----- Excerpted text

AirDefense Walks the WLAN Wire - Page 4

By Andrew Garcia  |  Posted 2008-01-12 Print this article Print

Our customers have responded very well to the troubleshooting aspects of the product, and, in return, we've responded to the requests of our customer base. We introduced modules such as AirDefense Live RF to allow real-time coverage heat maps of all your facilities, and it provides wireless coverage analysis from an application layer perspective.

We are also going to release AirDefense Enterprise 7.3 very shortly, and one of the big features we've added is the spectrum analysis module. We quickly realized that enterprises would like to gain a better understanding of the radio frequency airspace, particularly when it comes to interference.

What does AirDefense anticipate for 802.11n in the enterprise? What can your solutions do currently, and how will you help your customers adopt and adapt to the new technology?

----------
----- Dataset entries

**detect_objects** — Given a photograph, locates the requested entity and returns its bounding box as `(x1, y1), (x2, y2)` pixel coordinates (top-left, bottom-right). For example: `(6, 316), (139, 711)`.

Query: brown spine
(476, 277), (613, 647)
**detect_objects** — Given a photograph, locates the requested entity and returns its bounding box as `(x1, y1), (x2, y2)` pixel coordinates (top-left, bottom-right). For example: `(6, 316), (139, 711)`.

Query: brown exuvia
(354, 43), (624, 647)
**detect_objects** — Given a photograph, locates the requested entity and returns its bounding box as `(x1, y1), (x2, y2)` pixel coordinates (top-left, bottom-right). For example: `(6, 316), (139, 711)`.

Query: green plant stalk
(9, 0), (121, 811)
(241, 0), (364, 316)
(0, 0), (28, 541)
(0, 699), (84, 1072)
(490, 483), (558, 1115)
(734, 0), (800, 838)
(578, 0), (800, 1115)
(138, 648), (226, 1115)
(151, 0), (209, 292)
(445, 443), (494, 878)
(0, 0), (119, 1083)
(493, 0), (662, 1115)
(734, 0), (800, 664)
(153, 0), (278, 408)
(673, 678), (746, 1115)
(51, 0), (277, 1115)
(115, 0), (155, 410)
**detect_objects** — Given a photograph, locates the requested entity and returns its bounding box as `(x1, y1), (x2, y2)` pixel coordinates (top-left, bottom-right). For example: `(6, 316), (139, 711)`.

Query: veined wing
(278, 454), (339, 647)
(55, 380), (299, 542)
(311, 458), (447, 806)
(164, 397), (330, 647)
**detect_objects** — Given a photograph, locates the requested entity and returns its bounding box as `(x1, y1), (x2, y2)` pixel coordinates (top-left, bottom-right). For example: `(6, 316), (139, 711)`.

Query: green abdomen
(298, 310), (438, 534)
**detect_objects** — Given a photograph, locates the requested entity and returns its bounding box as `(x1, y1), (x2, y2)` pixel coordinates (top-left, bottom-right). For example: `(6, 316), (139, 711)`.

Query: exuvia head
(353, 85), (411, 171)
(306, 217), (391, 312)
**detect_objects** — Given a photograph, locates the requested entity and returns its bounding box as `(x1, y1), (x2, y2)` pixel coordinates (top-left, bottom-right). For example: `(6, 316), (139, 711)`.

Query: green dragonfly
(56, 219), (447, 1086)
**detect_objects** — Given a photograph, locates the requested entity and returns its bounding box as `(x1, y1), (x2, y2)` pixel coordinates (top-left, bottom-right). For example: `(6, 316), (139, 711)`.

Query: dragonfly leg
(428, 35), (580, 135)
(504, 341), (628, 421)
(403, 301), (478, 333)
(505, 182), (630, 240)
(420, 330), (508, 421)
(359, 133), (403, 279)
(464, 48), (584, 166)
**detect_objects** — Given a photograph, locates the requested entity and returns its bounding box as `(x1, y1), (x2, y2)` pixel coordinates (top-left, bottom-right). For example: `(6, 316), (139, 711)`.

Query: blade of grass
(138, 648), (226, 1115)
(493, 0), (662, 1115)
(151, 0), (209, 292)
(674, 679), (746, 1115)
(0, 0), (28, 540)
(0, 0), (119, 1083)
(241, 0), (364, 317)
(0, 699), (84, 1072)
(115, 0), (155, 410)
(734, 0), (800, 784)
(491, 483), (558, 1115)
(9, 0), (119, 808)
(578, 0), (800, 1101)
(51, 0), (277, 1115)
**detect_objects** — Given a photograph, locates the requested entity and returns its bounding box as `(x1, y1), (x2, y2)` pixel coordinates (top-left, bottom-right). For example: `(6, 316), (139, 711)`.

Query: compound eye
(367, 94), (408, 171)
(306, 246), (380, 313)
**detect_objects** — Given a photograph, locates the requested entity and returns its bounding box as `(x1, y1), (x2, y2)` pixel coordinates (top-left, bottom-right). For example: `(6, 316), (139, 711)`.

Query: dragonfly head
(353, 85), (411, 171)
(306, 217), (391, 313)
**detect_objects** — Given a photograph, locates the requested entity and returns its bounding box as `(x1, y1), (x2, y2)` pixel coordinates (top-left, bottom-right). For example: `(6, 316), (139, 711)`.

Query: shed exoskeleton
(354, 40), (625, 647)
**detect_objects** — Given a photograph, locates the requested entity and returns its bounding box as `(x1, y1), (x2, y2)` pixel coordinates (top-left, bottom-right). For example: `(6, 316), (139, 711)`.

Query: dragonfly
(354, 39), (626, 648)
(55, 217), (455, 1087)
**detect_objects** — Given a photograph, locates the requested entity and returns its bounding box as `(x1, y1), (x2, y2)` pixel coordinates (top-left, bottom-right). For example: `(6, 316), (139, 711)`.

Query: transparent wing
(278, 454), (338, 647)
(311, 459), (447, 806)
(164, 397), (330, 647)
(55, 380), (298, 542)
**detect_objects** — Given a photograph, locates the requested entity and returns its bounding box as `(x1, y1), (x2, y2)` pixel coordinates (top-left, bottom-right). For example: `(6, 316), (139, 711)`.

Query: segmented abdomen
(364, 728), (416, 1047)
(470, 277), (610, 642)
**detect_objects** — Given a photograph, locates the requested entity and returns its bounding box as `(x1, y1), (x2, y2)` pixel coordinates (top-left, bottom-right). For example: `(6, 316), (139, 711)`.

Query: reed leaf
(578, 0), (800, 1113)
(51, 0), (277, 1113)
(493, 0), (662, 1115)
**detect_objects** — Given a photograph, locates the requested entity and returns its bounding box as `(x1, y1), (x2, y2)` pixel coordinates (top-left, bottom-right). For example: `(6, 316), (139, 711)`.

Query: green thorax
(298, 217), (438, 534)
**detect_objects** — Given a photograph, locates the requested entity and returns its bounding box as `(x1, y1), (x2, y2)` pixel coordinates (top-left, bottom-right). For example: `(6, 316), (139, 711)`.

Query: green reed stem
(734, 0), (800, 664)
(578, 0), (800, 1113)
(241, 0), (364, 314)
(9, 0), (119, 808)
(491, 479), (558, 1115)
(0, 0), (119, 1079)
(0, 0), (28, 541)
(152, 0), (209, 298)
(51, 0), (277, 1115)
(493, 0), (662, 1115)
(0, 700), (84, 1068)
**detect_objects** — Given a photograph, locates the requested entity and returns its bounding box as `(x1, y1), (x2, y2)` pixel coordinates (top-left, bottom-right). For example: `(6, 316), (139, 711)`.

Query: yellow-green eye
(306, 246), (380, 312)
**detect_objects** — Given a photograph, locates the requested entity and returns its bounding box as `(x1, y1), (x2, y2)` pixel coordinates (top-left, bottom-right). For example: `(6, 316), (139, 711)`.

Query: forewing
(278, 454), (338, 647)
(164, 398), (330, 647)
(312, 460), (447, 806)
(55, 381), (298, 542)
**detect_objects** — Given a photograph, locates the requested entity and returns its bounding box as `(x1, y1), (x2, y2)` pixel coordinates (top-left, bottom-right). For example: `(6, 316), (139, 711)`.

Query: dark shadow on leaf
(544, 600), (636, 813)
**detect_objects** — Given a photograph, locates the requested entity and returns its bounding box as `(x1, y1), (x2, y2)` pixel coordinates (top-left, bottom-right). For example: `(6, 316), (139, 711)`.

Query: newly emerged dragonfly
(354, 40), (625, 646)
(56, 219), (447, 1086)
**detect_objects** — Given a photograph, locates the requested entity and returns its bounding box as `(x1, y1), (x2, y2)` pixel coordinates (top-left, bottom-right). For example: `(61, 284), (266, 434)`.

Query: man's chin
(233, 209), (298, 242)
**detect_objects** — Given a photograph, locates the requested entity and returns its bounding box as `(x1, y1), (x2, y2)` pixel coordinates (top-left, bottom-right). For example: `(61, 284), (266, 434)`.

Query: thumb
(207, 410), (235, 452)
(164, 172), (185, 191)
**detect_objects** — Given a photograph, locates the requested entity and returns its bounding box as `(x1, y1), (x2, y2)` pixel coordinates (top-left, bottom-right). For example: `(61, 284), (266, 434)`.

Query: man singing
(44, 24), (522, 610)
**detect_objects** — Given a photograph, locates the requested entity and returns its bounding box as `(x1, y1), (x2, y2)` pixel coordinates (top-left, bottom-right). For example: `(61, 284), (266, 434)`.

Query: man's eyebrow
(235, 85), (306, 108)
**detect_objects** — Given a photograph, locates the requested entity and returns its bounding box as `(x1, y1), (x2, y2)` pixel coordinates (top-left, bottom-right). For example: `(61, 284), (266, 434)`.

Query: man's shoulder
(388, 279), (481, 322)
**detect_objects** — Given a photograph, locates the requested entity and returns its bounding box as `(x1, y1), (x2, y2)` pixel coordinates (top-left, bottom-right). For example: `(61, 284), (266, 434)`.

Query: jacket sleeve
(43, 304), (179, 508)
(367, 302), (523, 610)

----------
----- Dataset entries

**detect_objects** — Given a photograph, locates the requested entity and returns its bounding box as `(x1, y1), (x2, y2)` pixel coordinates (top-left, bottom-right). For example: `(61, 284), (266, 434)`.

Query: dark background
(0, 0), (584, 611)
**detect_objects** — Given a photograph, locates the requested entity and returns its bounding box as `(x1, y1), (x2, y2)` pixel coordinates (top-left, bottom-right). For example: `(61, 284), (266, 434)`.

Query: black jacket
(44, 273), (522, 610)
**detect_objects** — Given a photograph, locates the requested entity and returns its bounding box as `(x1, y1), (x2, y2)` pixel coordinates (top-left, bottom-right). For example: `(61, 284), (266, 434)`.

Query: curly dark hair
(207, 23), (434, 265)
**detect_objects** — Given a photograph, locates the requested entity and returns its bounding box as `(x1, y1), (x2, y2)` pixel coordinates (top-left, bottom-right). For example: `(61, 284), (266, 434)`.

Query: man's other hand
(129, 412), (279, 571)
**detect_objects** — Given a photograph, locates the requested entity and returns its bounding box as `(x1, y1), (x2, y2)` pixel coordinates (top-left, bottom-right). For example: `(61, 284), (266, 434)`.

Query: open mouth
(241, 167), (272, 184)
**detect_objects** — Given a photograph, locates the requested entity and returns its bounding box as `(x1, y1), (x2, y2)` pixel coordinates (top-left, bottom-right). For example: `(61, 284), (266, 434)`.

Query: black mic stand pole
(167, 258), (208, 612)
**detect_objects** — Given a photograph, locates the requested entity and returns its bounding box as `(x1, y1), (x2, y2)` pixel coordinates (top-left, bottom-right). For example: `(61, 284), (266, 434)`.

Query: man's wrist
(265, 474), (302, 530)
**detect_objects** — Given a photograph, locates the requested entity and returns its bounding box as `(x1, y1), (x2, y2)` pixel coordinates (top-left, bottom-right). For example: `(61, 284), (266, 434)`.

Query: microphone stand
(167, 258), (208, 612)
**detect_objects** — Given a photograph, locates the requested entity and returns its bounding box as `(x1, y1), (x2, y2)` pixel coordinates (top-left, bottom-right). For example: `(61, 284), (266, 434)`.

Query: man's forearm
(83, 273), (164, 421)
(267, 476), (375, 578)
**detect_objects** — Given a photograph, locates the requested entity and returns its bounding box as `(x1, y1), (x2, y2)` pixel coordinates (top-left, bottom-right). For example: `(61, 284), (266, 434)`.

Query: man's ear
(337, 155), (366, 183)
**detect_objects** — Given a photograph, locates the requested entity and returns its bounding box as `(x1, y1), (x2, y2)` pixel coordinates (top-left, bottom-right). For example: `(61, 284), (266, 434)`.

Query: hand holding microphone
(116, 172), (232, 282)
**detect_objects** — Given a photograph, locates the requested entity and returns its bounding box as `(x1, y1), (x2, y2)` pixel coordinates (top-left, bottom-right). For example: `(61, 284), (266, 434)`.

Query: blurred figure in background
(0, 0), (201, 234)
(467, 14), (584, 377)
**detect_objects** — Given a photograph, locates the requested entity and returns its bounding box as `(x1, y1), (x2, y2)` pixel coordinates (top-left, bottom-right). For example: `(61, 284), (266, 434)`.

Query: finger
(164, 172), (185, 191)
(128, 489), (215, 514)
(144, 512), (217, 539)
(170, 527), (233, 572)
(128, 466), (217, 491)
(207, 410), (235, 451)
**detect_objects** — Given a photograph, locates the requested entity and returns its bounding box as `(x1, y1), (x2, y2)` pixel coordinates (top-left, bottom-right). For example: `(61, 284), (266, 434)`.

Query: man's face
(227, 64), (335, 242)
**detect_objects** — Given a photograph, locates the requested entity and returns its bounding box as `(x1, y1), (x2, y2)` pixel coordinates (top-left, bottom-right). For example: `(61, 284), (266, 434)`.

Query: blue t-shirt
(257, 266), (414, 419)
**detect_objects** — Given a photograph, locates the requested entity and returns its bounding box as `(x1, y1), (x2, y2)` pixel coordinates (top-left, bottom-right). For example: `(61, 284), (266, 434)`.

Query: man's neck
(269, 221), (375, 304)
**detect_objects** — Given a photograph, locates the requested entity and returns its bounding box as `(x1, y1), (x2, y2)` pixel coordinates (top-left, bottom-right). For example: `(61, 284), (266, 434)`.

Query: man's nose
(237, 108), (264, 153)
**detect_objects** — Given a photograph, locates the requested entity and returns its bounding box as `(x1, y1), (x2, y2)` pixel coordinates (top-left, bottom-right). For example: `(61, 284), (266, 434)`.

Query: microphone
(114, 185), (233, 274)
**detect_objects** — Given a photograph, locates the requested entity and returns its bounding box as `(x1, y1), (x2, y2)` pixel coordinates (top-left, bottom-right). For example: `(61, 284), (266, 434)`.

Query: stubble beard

----------

Your instructions - Continue the AirDefense article, starting after its final line.

Response to this task -
This year, you won't soon see enterprises ripping apart their 802.11a/b/g WLANs to replace them with 802.11n, but certainly you will start seeing RFPs [requests for proposals] and RFQs [requests for quotations] that specifically ask about 802.11n and the upgrade process. But when it comes to [802.11n's] multiple antenna configurations and realizing MIMO [multiple input, multiple output] benefits, everything-starting from site planning to coverage analysis to back-end switches-has to be looked at one more time, which is why enterprise adoption is not going to be as dramatic as infrastructure vendors would like it to be.

A lot of the current 802.11n draft APs [access points] that are out there today use more power than what is supported on the standard power over Ethernet, and a lot of switches that are out there today are not capable of supporting the massive throughputs and data rates that 802.11n promises. So you are talking about new switches and new power injectors-major wireless and wired upgrades that would be required to fully realize the promise of 802.11n.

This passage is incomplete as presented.